• **Try it**: Find the lines below that contain the string "woman". Copy each one.

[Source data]

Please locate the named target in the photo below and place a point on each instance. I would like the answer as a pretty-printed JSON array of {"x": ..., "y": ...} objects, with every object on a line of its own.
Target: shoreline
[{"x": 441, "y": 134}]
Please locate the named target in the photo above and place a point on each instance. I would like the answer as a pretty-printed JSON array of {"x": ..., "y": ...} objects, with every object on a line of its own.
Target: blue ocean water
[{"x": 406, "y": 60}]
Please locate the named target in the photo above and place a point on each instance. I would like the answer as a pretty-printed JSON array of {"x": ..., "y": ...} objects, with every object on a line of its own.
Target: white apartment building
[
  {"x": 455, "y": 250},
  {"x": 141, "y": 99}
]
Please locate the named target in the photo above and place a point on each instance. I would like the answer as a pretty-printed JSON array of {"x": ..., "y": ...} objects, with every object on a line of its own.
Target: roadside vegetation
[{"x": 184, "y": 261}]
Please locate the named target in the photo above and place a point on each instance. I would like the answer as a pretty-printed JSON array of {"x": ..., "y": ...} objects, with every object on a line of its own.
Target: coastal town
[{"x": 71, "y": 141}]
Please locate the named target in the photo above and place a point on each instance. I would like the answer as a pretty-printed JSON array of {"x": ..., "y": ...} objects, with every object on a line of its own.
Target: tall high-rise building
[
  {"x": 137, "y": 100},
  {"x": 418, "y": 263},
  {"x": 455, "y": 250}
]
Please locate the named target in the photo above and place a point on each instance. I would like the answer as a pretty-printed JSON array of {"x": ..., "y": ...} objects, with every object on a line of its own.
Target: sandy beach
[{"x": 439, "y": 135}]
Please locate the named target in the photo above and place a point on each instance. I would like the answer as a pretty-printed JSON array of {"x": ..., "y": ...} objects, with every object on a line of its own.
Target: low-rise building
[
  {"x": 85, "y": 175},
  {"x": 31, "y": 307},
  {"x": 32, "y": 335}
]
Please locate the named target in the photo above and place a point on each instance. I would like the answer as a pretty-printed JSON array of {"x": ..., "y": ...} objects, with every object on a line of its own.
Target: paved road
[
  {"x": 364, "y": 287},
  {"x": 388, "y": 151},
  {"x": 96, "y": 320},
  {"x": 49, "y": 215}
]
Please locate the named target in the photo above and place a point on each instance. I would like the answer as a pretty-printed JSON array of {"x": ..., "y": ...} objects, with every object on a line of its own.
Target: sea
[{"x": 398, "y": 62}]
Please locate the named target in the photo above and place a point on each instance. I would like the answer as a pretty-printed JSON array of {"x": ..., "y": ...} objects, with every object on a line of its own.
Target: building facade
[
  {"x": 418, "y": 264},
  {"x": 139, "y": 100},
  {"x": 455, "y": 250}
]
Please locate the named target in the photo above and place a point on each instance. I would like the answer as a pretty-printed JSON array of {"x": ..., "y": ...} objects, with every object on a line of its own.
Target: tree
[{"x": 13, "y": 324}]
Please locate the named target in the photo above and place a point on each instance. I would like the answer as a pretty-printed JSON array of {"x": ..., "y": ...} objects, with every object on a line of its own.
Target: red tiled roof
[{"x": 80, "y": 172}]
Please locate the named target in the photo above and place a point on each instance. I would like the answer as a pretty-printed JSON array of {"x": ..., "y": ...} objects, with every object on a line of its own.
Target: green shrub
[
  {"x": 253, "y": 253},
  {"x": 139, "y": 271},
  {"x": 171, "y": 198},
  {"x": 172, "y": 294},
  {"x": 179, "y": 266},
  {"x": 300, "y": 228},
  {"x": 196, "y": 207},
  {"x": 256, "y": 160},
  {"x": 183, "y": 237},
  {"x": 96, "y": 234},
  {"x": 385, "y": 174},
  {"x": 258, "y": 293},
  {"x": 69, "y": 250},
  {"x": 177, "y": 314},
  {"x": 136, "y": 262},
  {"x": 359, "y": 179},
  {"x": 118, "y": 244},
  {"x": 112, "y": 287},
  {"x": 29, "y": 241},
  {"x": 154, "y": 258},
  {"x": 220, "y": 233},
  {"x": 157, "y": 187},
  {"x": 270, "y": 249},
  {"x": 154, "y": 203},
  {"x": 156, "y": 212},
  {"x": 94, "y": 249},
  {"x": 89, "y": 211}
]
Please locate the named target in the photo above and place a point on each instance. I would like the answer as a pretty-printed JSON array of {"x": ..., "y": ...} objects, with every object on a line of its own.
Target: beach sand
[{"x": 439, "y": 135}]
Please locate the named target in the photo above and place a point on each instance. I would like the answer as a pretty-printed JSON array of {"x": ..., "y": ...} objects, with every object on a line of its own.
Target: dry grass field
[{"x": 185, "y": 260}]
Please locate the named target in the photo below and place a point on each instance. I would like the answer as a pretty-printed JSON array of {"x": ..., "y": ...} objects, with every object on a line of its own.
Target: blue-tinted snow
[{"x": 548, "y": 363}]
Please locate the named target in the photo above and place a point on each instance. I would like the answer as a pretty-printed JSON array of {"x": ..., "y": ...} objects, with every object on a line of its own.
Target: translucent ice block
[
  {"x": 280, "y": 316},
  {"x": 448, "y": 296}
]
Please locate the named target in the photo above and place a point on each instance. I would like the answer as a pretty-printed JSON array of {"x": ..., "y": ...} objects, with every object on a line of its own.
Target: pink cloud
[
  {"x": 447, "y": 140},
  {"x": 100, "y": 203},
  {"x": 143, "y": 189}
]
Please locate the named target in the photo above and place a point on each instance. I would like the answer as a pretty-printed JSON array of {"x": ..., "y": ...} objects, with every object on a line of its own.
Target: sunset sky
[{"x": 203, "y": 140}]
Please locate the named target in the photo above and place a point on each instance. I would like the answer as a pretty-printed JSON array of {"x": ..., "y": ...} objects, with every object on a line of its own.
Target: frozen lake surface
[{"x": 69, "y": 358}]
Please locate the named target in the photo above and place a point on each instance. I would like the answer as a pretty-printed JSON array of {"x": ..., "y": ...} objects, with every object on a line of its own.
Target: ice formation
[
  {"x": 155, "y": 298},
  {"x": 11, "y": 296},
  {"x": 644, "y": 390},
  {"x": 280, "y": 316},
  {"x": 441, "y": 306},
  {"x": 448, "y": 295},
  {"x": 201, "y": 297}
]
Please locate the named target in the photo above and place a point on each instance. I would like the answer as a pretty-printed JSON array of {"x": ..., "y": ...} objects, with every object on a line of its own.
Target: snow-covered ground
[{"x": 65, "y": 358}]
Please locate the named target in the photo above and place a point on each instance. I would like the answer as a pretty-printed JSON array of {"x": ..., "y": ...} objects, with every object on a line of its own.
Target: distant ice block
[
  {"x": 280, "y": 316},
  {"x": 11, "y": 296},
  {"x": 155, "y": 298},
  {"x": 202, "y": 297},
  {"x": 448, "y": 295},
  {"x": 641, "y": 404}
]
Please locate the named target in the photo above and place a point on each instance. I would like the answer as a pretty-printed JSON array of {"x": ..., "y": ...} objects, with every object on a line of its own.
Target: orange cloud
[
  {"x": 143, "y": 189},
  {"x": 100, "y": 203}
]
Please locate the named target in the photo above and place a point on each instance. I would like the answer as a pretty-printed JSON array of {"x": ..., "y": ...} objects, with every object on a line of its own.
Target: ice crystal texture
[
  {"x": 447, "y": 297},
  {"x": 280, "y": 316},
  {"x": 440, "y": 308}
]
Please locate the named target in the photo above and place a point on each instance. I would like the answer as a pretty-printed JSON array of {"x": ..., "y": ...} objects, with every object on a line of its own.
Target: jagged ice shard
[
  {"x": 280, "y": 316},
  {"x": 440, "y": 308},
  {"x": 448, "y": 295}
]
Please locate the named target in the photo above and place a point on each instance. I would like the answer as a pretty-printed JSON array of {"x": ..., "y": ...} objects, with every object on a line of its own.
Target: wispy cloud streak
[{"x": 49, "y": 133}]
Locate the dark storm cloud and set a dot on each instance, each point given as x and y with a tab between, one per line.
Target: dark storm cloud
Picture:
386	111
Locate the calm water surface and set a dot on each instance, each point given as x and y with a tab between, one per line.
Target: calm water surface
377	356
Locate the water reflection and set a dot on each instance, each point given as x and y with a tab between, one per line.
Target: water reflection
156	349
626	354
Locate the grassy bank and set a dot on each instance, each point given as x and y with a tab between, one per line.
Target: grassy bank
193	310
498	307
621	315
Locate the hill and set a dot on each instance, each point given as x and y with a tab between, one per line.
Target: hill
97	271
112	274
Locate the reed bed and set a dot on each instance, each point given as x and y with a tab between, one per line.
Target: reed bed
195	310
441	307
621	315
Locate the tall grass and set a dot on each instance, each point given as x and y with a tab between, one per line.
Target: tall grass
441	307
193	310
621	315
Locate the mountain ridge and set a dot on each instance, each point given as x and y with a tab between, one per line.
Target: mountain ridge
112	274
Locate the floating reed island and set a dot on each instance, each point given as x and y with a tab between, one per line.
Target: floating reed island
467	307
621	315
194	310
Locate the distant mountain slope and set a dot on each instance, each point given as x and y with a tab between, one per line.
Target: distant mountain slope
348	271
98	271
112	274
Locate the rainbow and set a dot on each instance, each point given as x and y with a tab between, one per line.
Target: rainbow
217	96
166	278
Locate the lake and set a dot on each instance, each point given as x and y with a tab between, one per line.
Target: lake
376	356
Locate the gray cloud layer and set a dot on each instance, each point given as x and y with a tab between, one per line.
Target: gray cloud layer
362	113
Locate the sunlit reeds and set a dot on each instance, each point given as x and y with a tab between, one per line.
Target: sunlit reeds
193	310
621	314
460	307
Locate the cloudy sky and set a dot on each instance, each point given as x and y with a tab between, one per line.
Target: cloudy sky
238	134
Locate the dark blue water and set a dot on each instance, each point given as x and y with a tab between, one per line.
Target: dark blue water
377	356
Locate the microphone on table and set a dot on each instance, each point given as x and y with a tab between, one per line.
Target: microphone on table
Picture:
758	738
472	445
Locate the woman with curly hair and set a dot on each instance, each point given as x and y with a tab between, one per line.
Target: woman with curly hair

• **Problem solution**:
Locate the woman with curly hair and set a dot on each instance, each point given as x and y with a tab between, one per line.
Target: woman with curly hair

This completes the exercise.